Il suo è il tentativo, riuscito,  di delineare, e sintetizzare, la grande tradizione religiosa e intellettuale che da sempre sostiene che senza la consapevolezza della morte non c’è la consapevolezza della vita. Oggi abbiamo completamente dimenticato quest’arte, eppure anche autorevoli studi scientifici confermano che ignorare la morte non ne allontana l’angoscia. Semmai ne aumenta il terrore. Padre Bormolini segue il percorso a ritroso, rintracciando quella vena preziosa nascosta nel terreno delle nostre radici: padri della chiesa, santi, mistici anche di altre fedi che hanno meditato sul tema della morte e della vita futura. Sant’Agostino, citato nel libro, affermava: “Tutte le altre cose che ci possono accadere nel bene o nel male sono incerte, solo la morte è certa”.

## [Cosa fare]
Continua il brano sul libro di padre Bormolini e sulla consapevolezza della morte, partendo da dove si ferma. I dati vengono da un'altra fonte, non da questo brano.

## [Dati forniti]

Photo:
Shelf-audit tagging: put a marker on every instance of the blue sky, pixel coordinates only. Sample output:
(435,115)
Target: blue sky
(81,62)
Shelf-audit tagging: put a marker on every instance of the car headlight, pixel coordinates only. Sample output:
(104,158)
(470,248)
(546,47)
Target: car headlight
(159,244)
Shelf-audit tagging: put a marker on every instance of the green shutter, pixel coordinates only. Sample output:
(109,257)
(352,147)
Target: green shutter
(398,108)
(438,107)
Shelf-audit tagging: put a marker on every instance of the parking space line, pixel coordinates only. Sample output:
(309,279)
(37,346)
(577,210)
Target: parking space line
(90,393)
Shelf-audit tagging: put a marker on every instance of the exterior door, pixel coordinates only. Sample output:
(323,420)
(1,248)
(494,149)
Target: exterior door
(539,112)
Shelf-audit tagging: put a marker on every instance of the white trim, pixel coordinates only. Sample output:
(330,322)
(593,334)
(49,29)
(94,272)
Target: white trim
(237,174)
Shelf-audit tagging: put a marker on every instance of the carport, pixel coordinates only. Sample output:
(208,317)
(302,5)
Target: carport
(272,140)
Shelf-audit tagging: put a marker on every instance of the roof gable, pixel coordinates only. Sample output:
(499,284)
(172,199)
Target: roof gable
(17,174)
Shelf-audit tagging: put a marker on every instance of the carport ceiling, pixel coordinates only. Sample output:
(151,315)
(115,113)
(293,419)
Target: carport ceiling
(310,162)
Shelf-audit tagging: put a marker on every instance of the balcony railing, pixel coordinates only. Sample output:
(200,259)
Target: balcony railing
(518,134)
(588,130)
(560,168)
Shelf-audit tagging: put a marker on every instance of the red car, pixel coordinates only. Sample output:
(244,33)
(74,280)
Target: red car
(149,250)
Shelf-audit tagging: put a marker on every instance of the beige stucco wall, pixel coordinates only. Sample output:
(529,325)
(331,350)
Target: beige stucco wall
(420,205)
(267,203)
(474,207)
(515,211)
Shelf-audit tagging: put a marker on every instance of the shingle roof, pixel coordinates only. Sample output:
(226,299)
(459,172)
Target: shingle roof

## [La tua risposta]
Altro importante riferimento, messo in primo piano dall’autore, Sant’Alfonso de’ Liguori, che ha scritto addirittura un testo che si intitola “Apparecchio alla morte”, proprio per prepararsi all’atto fondamentale di lasciare questa vita terrena.

Oggi nessuno, o quasi, pensa a questo. Prepararci alla dipartita? Per carità, si scatenano gesti scaramantici. Eppure, non possiamo non fare i conti con questa realtà e soprattutto come cristiani dovremmo sentire acutamente la necessità di non farci cogliere impreparati all’ora fatale. Lo ricordava Gesù stesso, perché “non sapete né il giorno né l’ora”.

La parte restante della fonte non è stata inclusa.